» **SELECTED EXCERPT**:

The amount of energy loss of photovoltaic modules as a result of overheating shall be determined during the production tests. The thermal power loss in different models of silicon-crystalline batteries (according to the manufacturers’ catalog data) is on average within the limits of 0.45 to 0.50%/°C. Thin-film (amorphous) solar panels are more resistant to temperatures. Their thermal loss performance is about 0.2–0.3%/°C [5]. A way to improve the performance of solar panels is to keep their temperature within the optimum range. This method will not only increase electricity generation but also extend the life of the modules, which currently stands at 25 years.
There are many ways to cool solar panels:
1) Active cooling is carried out by forced air or liquid in both the area of the panel itself and the heat exchangers installed on the panels [6]. Problems with the use of active systems are mainly related to: additional equipment, which, as a rule, is not agreed upon with the manufacturer and additional costs of calculations, installation, maintenance. When using liquid-cooled systems, there is a problem of maintaining the installation in the winter to avoid damage.
2) Passive methods include panel cooling using phase conversion materials, heat pipes and radiators: conventional and micro-channel heat exchangers, nanofluids, spectral filters, and thermoelectric, evaporative and radiation cooling [6].
The method of natural cooling has great potential, does not require energy supply and is reliable and simple. In [7], based on the modeling results, the area of an additional surface needed to compensate for the heating of a solar panel was calculated. The size of the additional surface area should be 5‒5.5 times the size of the solar cell. However, the performed calculations do not take the shape of the cooling surface and the relative direction of the wind into account.
According to [8‒11], the use of a passive cooling system in the form of a radiator (aluminum or copper fins mounted on the back of the solar panel) allows the average temperature of the solar panel to be reduced by 2 to 7°C, thus raise its efficiency by 2‒4%.

» **DATA BLOCK**:

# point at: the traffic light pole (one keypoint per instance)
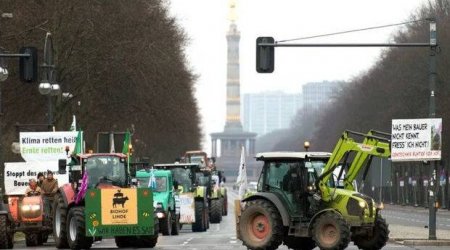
(29, 55)
(265, 63)
(432, 113)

» **WRITTEN TASK**: In the solar panel cooling text above, how large should the additional surface area for natural cooling be, relative to the solar cell?

» **OUTPUT**: 5‒5.5 times the size of the solar cell.